__Task to carry out__.
Output every entry exactly as given.

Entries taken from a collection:
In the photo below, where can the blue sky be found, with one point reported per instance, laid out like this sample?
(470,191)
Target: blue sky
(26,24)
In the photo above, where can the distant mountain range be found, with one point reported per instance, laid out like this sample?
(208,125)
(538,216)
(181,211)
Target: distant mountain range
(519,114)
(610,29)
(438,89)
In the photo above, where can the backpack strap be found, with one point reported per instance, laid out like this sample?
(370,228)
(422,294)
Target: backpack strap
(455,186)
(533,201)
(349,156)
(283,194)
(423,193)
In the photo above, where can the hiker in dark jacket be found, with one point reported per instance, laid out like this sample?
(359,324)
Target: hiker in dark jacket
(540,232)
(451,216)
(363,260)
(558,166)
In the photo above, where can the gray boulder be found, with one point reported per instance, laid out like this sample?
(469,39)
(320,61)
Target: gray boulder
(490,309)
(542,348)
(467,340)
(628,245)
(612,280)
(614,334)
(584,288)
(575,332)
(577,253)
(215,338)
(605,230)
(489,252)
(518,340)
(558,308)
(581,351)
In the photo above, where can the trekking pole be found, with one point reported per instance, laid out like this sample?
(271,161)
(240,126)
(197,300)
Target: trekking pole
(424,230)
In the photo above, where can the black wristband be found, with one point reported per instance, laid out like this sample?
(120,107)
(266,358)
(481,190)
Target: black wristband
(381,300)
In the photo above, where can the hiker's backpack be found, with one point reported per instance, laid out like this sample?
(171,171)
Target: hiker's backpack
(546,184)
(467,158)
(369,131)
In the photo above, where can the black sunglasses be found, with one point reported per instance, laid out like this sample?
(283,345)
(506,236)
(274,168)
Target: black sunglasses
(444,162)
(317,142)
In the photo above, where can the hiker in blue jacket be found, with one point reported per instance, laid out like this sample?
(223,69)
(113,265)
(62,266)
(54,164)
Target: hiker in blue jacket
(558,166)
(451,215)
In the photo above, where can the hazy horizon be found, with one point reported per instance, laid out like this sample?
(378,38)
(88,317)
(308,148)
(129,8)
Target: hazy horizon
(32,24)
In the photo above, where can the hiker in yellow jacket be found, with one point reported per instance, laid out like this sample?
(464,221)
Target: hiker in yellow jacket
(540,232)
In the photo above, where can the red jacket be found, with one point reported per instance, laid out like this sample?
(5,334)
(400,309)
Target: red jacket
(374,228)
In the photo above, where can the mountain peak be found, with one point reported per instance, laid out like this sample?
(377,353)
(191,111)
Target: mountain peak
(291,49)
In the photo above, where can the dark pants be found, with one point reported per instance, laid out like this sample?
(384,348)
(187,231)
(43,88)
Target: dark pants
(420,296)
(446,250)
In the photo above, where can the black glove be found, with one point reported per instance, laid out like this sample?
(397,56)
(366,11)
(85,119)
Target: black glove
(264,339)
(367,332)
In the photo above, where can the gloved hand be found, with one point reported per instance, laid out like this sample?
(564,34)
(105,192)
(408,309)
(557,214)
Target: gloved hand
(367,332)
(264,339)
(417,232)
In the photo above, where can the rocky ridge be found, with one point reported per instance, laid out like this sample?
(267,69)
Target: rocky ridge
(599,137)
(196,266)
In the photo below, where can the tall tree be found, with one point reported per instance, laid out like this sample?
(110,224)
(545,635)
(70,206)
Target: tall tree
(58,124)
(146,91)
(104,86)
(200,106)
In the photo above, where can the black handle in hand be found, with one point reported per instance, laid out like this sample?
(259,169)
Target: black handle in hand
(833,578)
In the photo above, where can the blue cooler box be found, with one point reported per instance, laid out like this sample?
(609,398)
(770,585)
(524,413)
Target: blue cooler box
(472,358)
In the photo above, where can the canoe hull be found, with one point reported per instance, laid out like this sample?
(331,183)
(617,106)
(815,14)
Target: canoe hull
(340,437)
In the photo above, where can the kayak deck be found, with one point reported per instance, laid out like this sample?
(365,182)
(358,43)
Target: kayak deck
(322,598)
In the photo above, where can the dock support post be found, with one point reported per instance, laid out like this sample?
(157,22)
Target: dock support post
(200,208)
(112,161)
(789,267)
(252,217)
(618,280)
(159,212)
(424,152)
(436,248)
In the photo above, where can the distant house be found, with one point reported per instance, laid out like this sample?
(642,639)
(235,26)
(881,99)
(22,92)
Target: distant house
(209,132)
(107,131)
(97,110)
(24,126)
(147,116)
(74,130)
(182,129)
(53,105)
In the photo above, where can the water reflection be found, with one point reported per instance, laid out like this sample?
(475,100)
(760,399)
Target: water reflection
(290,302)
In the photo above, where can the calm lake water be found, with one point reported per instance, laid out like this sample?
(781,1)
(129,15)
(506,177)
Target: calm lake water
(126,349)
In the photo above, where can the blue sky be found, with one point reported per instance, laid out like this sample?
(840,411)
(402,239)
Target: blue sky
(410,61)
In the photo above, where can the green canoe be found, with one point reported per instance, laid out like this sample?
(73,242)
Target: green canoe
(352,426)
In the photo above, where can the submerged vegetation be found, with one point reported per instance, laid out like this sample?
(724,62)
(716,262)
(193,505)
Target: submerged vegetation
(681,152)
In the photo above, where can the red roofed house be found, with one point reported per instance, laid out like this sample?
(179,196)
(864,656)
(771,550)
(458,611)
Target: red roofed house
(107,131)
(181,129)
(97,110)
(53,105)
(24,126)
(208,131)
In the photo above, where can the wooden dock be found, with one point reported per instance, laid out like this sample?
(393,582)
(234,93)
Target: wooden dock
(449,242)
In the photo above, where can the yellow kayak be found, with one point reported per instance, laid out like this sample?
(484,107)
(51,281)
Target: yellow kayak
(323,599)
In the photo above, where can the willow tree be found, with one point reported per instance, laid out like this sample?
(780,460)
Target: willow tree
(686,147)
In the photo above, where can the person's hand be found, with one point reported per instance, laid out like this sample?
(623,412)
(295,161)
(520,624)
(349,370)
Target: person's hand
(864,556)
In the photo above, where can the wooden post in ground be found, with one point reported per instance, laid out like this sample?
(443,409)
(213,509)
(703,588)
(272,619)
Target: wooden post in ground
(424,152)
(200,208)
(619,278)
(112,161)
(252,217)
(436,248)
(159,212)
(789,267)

__The response__.
In the photo below, where can the blue sky be found, with one point reported per instance, laid out like this sample?
(470,191)
Target: blue sky
(26,24)
In the photo above, where can the distant mountain range be found, with one point reported per instance, laid out like this sample?
(208,125)
(538,216)
(181,211)
Target: distant mountain range
(519,114)
(610,29)
(438,89)
In the photo above, where can the backpack strap be found, with one point reported per instance, laid out like this sample?
(370,228)
(422,294)
Target: backpack strap
(455,186)
(533,201)
(349,156)
(283,194)
(423,193)
In the photo above, where can the hiker in dark jacket be found, with one point reported per instance, laid out like this sample?
(359,324)
Target: hiker in dark jacket
(540,232)
(451,216)
(363,260)
(558,166)
In the photo above, where can the gray boulder be found, with one point reported per instance, laid out like this sample?
(469,39)
(320,61)
Target: gray boulder
(490,309)
(542,348)
(467,340)
(628,245)
(612,280)
(614,334)
(584,288)
(575,332)
(577,253)
(215,338)
(605,230)
(489,252)
(518,340)
(558,308)
(581,351)
In the photo above, where can the trekking pole be found, with one point reported per instance, laid out like this sample?
(271,161)
(240,126)
(197,300)
Target: trekking pole
(424,230)
In the photo above, where can the black wristband be found, with one point reported per instance, laid out like this sample?
(120,107)
(266,358)
(481,190)
Target: black wristband
(381,300)
In the photo above, where can the hiker's backpack be found, with one point reported per instance, laid out like this sample?
(171,171)
Target: hiker's backpack
(546,184)
(467,158)
(369,131)
In the photo above, where can the black sunglasses be found, with one point reported per instance, laid out like this sample?
(283,345)
(506,236)
(274,168)
Target: black sunglasses
(444,162)
(317,142)
In the photo above, where can the hiker in blue jacket be found, with one point reported per instance, laid out like this sample?
(223,69)
(113,265)
(62,266)
(54,164)
Target: hiker in blue jacket
(558,166)
(451,215)
In the photo above, where can the hazy horizon be found, with one point reported per instance, laid out like this sample?
(378,38)
(88,317)
(308,148)
(129,8)
Target: hazy horizon
(32,24)
In the photo above, where can the hiker in yellow jacket be found, with one point reported per instance, laid out like this sample?
(464,221)
Target: hiker in yellow jacket
(540,232)
In the photo above, where can the red jacket be found, with one point reported per instance, laid out like this sample?
(5,334)
(400,309)
Target: red jacket
(374,228)
In the photo above, where can the mountain peak be found, with one point reported per instance, laid out like this sample?
(377,353)
(191,111)
Target: mountain peak
(291,49)
In the photo above, where can the dark pants be found, with one point reported per instance, laid out like this sample?
(384,348)
(187,231)
(43,88)
Target: dark pants
(420,296)
(446,250)
In the photo above, where can the black glove be found, with one point reported per instance, laid out like this sample?
(397,56)
(366,11)
(85,119)
Target: black glove
(264,339)
(367,332)
In the photo above, where can the gloved hand be found, with one point reported per instance, laid out like this sample?
(564,34)
(105,192)
(408,309)
(557,214)
Target: gloved hand
(367,332)
(264,339)
(417,232)
In the photo above, where can the rocky ridge be found, with one point reported per instance, laid out like this sample?
(267,69)
Target: rocky ridge
(599,137)
(196,266)
In the photo below, where can the tall tree be found, with one point reported per instance, laid out like this sample?
(110,224)
(545,635)
(70,206)
Target: tall tree
(58,124)
(146,91)
(104,86)
(200,106)
In the photo above, where can the black handle in hand be found, with one point reported per instance, laid out like this sample?
(259,169)
Target: black handle in hand
(833,578)
In the photo above, where can the blue cooler box be found, with one point reported per instance, laid out like this sample?
(609,398)
(770,585)
(524,413)
Target: blue cooler box
(472,358)
In the photo above, where can the canoe hull be found, with one point reported per instance, laid out like this sample?
(331,183)
(617,106)
(815,14)
Target: canoe hull
(340,437)
In the photo above, where can the kayak deck be found, with one point reported per instance, laid out like this sample?
(365,182)
(358,43)
Target: kayak deck
(322,598)
In the photo above, where can the dock support post be found, with one point reported per instance, laid out like this sample?
(157,22)
Target: dock support post
(200,208)
(112,161)
(789,267)
(252,217)
(618,280)
(159,212)
(424,152)
(436,248)
In the photo above, where can the distant house be found, with one point reported per instance, laid out like this sample?
(642,639)
(235,26)
(881,99)
(22,92)
Target: distant house
(209,132)
(107,131)
(97,110)
(24,126)
(147,116)
(74,130)
(182,129)
(53,105)
In the photo above, where can the water reflection be found, with one point reported per instance, laid out like this sample?
(475,100)
(760,399)
Target: water reflection
(290,302)
In the photo above, where can the calm lake water be found, with one point reported per instance, laid out like this sample?
(781,1)
(129,15)
(506,177)
Target: calm lake water
(126,349)
In the photo above, where can the blue sky be found, with one point reported per instance, laid out like this sample?
(840,411)
(402,239)
Target: blue sky
(410,61)
In the photo above, where can the green canoe be found, with one point reported per instance, laid out like this sample?
(73,242)
Target: green canoe
(352,426)
In the photo above, where can the submerged vegetation be found, with one point reported per instance, laid out like this sample?
(724,62)
(716,262)
(193,505)
Target: submerged vegetation
(681,152)
In the photo above, where can the red roofed house be found, with one point reported per instance, laid out like this sample?
(179,196)
(864,656)
(771,550)
(458,611)
Target: red roofed house
(107,131)
(181,129)
(97,110)
(53,105)
(24,126)
(208,131)
In the photo above, where can the wooden dock be found, with one point reported per instance, laid out like this sample?
(393,582)
(234,93)
Target: wooden dock
(449,242)
In the photo above, where can the yellow kayak be found, with one point reported per instance, laid out like this sample?
(484,107)
(51,281)
Target: yellow kayak
(323,599)
In the photo above, where can the willow tree be found, with one point reported per instance, laid out like this sample?
(780,460)
Target: willow tree
(686,147)
In the photo above, where can the person's hand be found, with one point reported per instance, laid out like this sample?
(623,412)
(295,161)
(520,624)
(349,370)
Target: person's hand
(864,556)
In the photo above, where can the wooden post in ground be found, with one point reported per instance, laid out like this sample?
(443,409)
(213,509)
(703,588)
(272,619)
Target: wooden post in ground
(424,152)
(200,208)
(619,278)
(112,161)
(252,217)
(436,248)
(159,212)
(789,267)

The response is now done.